→ **Requirement**: Extract, word for word, the lines of the entries starting at the line that contains "Identify the red kidney" and running through the last line of the entries, with both of those lines included.

→ **Records shown**:
────────
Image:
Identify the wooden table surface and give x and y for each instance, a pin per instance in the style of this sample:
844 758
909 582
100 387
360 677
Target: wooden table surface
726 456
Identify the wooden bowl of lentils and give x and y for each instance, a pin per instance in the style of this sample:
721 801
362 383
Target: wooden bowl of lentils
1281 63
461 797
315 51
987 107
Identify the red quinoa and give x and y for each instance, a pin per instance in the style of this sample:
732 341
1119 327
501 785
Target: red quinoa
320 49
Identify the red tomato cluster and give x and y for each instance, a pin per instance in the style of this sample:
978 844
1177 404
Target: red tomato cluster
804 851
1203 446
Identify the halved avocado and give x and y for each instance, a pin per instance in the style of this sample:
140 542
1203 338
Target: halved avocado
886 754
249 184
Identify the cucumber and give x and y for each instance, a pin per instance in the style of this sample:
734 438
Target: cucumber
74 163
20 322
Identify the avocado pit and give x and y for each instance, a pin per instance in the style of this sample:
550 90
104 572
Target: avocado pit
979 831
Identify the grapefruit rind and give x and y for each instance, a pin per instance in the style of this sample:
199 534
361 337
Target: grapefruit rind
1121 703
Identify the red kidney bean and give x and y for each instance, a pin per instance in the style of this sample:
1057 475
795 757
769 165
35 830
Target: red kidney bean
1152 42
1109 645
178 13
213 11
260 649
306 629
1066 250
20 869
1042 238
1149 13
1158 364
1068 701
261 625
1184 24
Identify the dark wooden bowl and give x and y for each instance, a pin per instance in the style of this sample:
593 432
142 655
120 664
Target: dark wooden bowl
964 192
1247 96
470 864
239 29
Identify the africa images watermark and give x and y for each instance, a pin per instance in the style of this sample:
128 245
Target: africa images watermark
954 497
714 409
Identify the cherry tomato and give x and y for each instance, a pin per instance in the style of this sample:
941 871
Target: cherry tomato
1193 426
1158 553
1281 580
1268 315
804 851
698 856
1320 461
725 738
────────
→ **Expected answer**:
Identify the red kidney bean and give x and y for each instance, a pin per instance in the style of this sample:
1057 475
795 757
769 165
35 830
Target: red kidney bean
1152 42
1109 645
178 13
213 11
260 649
306 629
1066 250
20 869
1042 238
1149 13
1158 364
1068 701
261 625
1184 24
Identify the dark wooden bowl and give x and y for each instance, a pin per instance in the style of this sample:
593 432
142 655
120 664
Target: dark wooden bowl
964 192
1247 96
470 864
239 29
Identify the africa images watermark and give x and y for each instance, a pin per instance in the style of this sample:
128 245
Target: africa images watermark
954 497
714 409
Identify the cherry tomato and give x and y for each instance, a pin per instance in the style of this sample:
941 871
Target: cherry tomato
1193 426
1158 553
1281 580
1268 315
804 851
698 856
1320 461
725 738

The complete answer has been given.